* TASK INSTRUCTIONS *
Here are some records; quote them exactly, leaving out the pictures.

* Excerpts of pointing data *
====

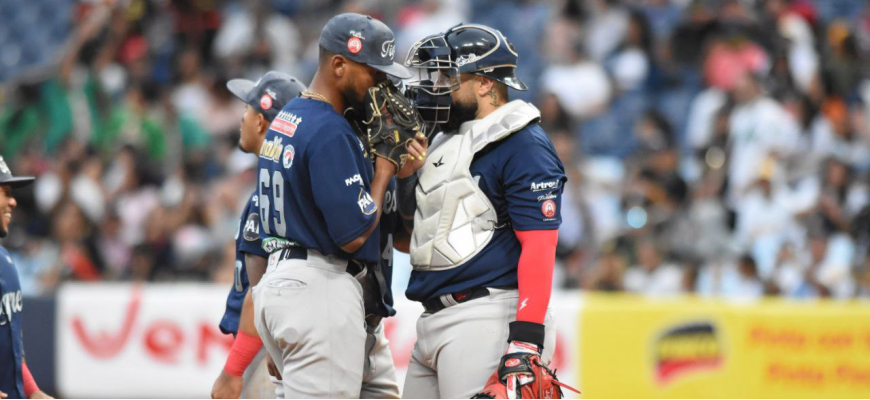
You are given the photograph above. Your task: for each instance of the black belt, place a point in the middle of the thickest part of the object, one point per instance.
(354, 268)
(443, 301)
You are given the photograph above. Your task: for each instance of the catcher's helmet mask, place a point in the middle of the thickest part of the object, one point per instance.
(438, 61)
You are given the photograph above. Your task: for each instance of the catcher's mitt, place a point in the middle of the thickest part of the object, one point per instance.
(504, 384)
(391, 122)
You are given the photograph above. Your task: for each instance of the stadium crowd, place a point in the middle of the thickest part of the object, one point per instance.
(715, 147)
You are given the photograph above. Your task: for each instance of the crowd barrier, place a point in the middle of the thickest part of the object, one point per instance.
(120, 340)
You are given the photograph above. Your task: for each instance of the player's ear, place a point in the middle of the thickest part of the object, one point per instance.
(482, 85)
(262, 124)
(339, 66)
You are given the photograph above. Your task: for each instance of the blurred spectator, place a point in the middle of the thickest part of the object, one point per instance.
(581, 85)
(760, 133)
(652, 275)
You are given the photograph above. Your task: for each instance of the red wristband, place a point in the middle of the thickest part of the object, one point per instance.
(30, 386)
(244, 349)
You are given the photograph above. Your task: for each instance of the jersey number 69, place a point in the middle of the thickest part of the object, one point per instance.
(277, 183)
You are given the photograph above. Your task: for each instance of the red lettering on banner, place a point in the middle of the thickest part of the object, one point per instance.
(805, 374)
(163, 340)
(105, 344)
(836, 341)
(781, 337)
(852, 374)
(208, 337)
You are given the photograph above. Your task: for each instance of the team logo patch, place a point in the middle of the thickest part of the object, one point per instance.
(252, 227)
(286, 123)
(354, 45)
(272, 149)
(541, 186)
(687, 348)
(388, 49)
(548, 208)
(265, 102)
(289, 153)
(365, 202)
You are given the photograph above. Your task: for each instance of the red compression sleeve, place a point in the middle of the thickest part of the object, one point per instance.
(29, 383)
(244, 349)
(535, 273)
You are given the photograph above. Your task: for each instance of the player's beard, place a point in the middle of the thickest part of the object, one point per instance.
(459, 114)
(354, 100)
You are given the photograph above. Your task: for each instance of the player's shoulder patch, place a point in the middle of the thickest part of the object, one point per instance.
(366, 203)
(252, 227)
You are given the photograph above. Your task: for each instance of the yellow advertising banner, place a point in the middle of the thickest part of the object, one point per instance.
(687, 347)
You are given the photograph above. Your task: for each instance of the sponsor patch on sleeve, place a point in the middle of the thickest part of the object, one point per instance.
(286, 123)
(252, 227)
(366, 203)
(548, 208)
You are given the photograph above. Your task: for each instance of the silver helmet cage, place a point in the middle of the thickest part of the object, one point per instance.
(436, 76)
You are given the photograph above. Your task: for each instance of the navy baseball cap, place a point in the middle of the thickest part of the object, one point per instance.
(6, 177)
(363, 39)
(269, 94)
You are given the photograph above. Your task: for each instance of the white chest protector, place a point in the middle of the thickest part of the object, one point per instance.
(454, 219)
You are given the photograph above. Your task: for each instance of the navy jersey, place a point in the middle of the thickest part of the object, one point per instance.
(315, 181)
(247, 241)
(523, 178)
(11, 343)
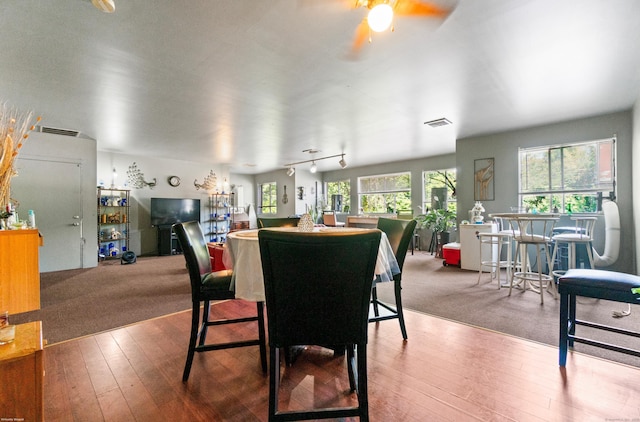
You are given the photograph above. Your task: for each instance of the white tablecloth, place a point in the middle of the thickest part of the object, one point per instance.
(242, 253)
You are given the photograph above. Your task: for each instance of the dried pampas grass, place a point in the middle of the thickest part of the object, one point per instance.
(14, 130)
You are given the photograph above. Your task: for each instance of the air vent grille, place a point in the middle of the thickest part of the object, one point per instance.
(57, 131)
(438, 122)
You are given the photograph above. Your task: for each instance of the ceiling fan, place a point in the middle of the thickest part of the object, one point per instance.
(382, 13)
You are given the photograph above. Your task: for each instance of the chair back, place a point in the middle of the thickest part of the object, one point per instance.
(318, 285)
(194, 248)
(278, 222)
(399, 232)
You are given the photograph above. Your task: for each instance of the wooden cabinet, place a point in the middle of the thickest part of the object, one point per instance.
(22, 369)
(113, 222)
(19, 271)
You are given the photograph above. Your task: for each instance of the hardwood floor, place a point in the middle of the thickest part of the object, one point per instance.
(446, 371)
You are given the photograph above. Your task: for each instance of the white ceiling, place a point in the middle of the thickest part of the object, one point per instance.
(250, 84)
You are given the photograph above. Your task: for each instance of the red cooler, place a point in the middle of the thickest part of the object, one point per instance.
(451, 254)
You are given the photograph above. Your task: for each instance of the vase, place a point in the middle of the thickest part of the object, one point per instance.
(306, 223)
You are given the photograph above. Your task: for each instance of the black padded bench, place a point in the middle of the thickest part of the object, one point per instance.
(599, 284)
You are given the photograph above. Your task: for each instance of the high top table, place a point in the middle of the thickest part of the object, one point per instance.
(531, 229)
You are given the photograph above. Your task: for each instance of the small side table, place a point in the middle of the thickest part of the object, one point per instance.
(22, 369)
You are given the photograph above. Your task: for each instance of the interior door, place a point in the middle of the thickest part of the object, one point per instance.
(53, 190)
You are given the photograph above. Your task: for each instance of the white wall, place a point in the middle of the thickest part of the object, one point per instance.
(635, 177)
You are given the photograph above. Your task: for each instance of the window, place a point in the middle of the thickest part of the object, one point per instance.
(439, 190)
(386, 193)
(268, 198)
(567, 178)
(341, 187)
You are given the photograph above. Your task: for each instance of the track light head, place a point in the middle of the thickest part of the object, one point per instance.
(106, 6)
(342, 163)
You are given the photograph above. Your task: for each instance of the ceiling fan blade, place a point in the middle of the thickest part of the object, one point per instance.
(362, 34)
(418, 8)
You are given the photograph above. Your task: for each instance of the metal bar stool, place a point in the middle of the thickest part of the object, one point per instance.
(582, 234)
(533, 230)
(496, 241)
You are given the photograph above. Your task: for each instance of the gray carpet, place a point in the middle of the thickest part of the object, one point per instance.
(452, 293)
(75, 303)
(86, 301)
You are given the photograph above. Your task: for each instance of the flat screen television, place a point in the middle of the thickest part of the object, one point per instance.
(168, 211)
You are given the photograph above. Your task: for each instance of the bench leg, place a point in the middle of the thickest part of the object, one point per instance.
(564, 328)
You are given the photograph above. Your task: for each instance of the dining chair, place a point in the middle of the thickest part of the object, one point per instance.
(208, 285)
(400, 234)
(278, 222)
(312, 303)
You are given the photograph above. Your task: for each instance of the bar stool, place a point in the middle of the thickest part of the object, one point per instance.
(496, 241)
(525, 236)
(581, 235)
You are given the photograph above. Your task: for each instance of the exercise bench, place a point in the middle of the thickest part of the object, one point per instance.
(598, 284)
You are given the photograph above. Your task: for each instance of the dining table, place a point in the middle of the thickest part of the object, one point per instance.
(242, 254)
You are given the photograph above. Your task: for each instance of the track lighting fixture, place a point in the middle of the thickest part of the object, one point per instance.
(342, 163)
(291, 169)
(106, 6)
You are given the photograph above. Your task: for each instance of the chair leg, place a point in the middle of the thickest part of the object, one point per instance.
(195, 322)
(564, 329)
(398, 291)
(363, 389)
(262, 337)
(205, 319)
(374, 301)
(352, 370)
(274, 380)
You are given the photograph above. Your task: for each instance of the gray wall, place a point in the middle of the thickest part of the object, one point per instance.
(78, 150)
(504, 148)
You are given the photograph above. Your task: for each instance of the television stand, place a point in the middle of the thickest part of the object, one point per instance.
(167, 241)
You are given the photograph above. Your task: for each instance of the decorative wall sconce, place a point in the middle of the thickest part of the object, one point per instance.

====

* RESPONSE FOR THIS EXERCISE *
You are given the photograph above. Your task: for each instance of the black belt, place a point in the middle of the thickest part of the object, one point per instance.
(354, 268)
(443, 301)
You are given the photograph above. Your task: for each instance of the catcher's helmet mask, place a point in the middle of the thickest part of the object, one point per instance.
(438, 61)
You are given the photograph above. Your task: for each instance of the catcher's mitt, place a point in the middle of the thickest part of the object, one point per instance.
(504, 384)
(391, 122)
You are given the photograph above. Your task: for each instance of the stadium crowd, place a point in the middle of the thickest part of the object, one point per instance.
(715, 147)
You are given the photograph above. Your task: for each instance of the crowd barrier, place a point in the middle of the thickest part of the object, one point per instance.
(120, 340)
You are given the photograph above. Your task: for each instance of the player's ear, place a point in the middle of the thickest part of the object, one point per instance.
(482, 85)
(262, 124)
(339, 66)
You are given the photograph above. Your task: for each instance of the blurred spectator, place a point in the middle of the thickest part of the object, one point per instance.
(581, 85)
(760, 133)
(652, 275)
You are given the photograph above. Your task: for each instance of the red wristband, place a point in the middle of the thickest part of the object, one point per instance.
(30, 386)
(244, 349)
You are given the photograph above. Your task: for each instance of the jersey number 69, place a point in the middle of the thickest part of the object, one point per instance.
(277, 183)
You are given the photograph above. Your task: for each instance of the red lettering on banner, place a point in the middle of the thickest part of the object, one point per instance.
(805, 374)
(163, 340)
(105, 344)
(836, 341)
(781, 337)
(852, 374)
(208, 337)
You are given the photograph above. Your task: for each instance of the team logo patch, place a point in the middle of the thickest part of the object, one point per instance.
(252, 227)
(286, 123)
(354, 45)
(272, 149)
(541, 186)
(687, 348)
(388, 49)
(548, 208)
(265, 102)
(289, 153)
(365, 202)
You are given the photograph above. Your task: for each instance of the red compression sleeve, place a point in the middle of the thickest part of the object, one point per instance.
(29, 383)
(244, 349)
(535, 273)
You are given the photograph above. Your task: for each instance of the player's beard, place a point in the middle of the thickest part of the object, one point per instance.
(459, 114)
(354, 100)
You are given the photograph above. Your task: for each instance of the player's shoulder patch, place a point in the middle of the thickest part of the object, one point per instance.
(366, 203)
(252, 227)
You are given the photograph above. Your task: for each instance of the yellow advertising banner, place a point in the middle of the thickest part of the object, one point per instance.
(687, 347)
You are given the photograph above. Your task: for each instance of the sponsor patch on sleeve, place a point in the middle of the thickest part of the object, one point per instance.
(286, 123)
(252, 227)
(366, 203)
(548, 208)
You are given the photograph above. Your task: for each instance of the silver helmet cage, place a point in the middle of the thickest part of the object, one point per instance.
(436, 76)
You are given the photograph above. Your task: for each instance of the navy baseball cap, place a point in the middle of the thickest part of the object, one point per instance.
(6, 177)
(363, 39)
(269, 94)
You are given the photograph above. Your task: for each instance of the white chest protector, place a point in the middle of the thickest part of the object, one point per instance.
(454, 219)
You are given the photograph above. Your task: for each instance of the navy jersey, place a point in the middle of the thickest part of the object, one point per instance.
(315, 181)
(247, 241)
(523, 178)
(11, 343)
You are given the photograph above. Your task: for each instance of the white tablecloth, place a point in the middle of the thickest part of the object, one point per instance.
(242, 253)
You are given the photograph above. Your task: for each instance of the dried pampas grass, place a point in the middle of the thickest part of the object, one point per instance.
(14, 130)
You are given the photograph above. Your task: for each instance of the air vent grille, place a point in the middle of the thickest part of the object, one point per instance.
(57, 131)
(438, 122)
You are given the photograph above. Your task: for each instance of the ceiling fan, place a point in the middle of the thickest part of the object, one point per instance.
(382, 13)
You are given the photograph above. Your task: for each instance of the chair back, place a point in the middle of the thickest part of the object, one point per instance.
(318, 285)
(194, 248)
(278, 222)
(399, 232)
You are given the photograph above. Your task: for each instance of the wooden cabinet, place a point in the middle of the thickest part of the object, one point per instance.
(22, 369)
(113, 222)
(19, 271)
You are given the photograph above. Your task: for each instance of the hardwood floor, place a point in the middle of the thickest part of the object, one point per instance.
(446, 371)
You are given the photograph above. Your task: for each instance of the white ceiling, place a point in the middle of the thickest part of the object, one point per instance.
(250, 84)
You are given the photograph above. Your task: for each instance of the red cooler, place a point in the middle of the thickest part of the object, one point per instance.
(451, 254)
You are given the photograph above. Your task: for each instance of the vase, place a point in the middle of the thickest part of the object, one point per instance.
(306, 223)
You are given the photograph above. Your task: for each instance of the black padded bench, place a point in the middle of the thickest part of the object, one point per instance.
(599, 284)
You are given the photograph above. Your task: for each instance of the high top table, place a point in the middle of the thickest part of the object, one point per instance.
(531, 229)
You are given the photograph above. Your task: for each instance of the small side table, place a point in the middle of the thickest part of the object, one point per instance.
(22, 369)
You are given the photograph above. Your task: for each instance of the interior door, place a point in the middle of the thickest part of the object, one point per instance.
(53, 190)
You are given the photograph above. Your task: for each instance of the white wall, place a point in the middle of the thickest part of the object, one point per instance.
(635, 177)
You are given the photograph above. Your task: for each instance of the window, place a point in the middle of the thickest part of the object, one point per instance.
(439, 190)
(386, 193)
(268, 198)
(567, 178)
(341, 187)
You are given the photograph above. Your task: for each instance of the track light head, place a point in the middle of the thickest part of the object, one point per instance.
(106, 6)
(342, 163)
You are given the photograph above. Your task: for each instance of the ceiling fan blade, place a point in the middle of the thickest part of the object, one point per instance.
(362, 34)
(418, 8)
You are given the photograph above. Your task: for each instance of the metal bar stool, place a point in the middle of the thickest part of the object, one point per instance.
(582, 234)
(533, 230)
(496, 241)
You are given the photograph above. Your task: for each instance of the gray carpet, place a point in the middle of the thickest part of the object, one point per instance.
(452, 293)
(75, 303)
(86, 301)
You are given the photograph above. Your task: for each instance of the flat screen television, place a point in the middle of the thickest part of the object, one point per instance.
(168, 211)
You are given the photograph above. Your task: for each instance of the bench leg, place a point in the middle of the thickest part of the object, one point per instance.
(564, 328)
You are given the photograph above. Your task: for each instance of the dining chair, place a point in the middle of the thickest part of the object, one point per instance.
(208, 285)
(400, 234)
(278, 222)
(312, 303)
You are given the photograph above. Your task: for each instance of the bar stool, place a point in the middle of the thickest part of the object, one point per instance.
(496, 241)
(525, 236)
(581, 235)
You are given the photograph above. Your task: for each instance of the exercise bench, place a point in the middle of the thickest part of the object, one point per instance.
(598, 284)
You are given the photograph above. Your task: for each instance of the dining table, place a point in the middle of the thickest part of the object, one point per instance.
(242, 254)
You are given the photograph above. Your task: for each instance of the track lighting fixture, place a point in the middle of the thickest part of the object, one point per instance.
(342, 163)
(291, 169)
(106, 6)
You are given the photograph above. Your task: for each instance of the chair leg, place a point in the middle of the thickest part of the object, one point per instance.
(195, 322)
(564, 329)
(398, 291)
(363, 389)
(262, 337)
(205, 319)
(374, 301)
(352, 370)
(274, 380)
You are given the photograph above. Your task: for each instance of the gray wall, place a point in the middle of the thickest part of the object, one point per instance.
(78, 150)
(504, 148)
You are given the photograph above. Your task: for each instance of the television stand, place a point in the middle of the thickest part of the object, one point per instance.
(167, 241)
You are given the photograph above. Your task: for each instance of the decorative wall sconce, place a point in the middle of the thickest part of the object, one point per instance.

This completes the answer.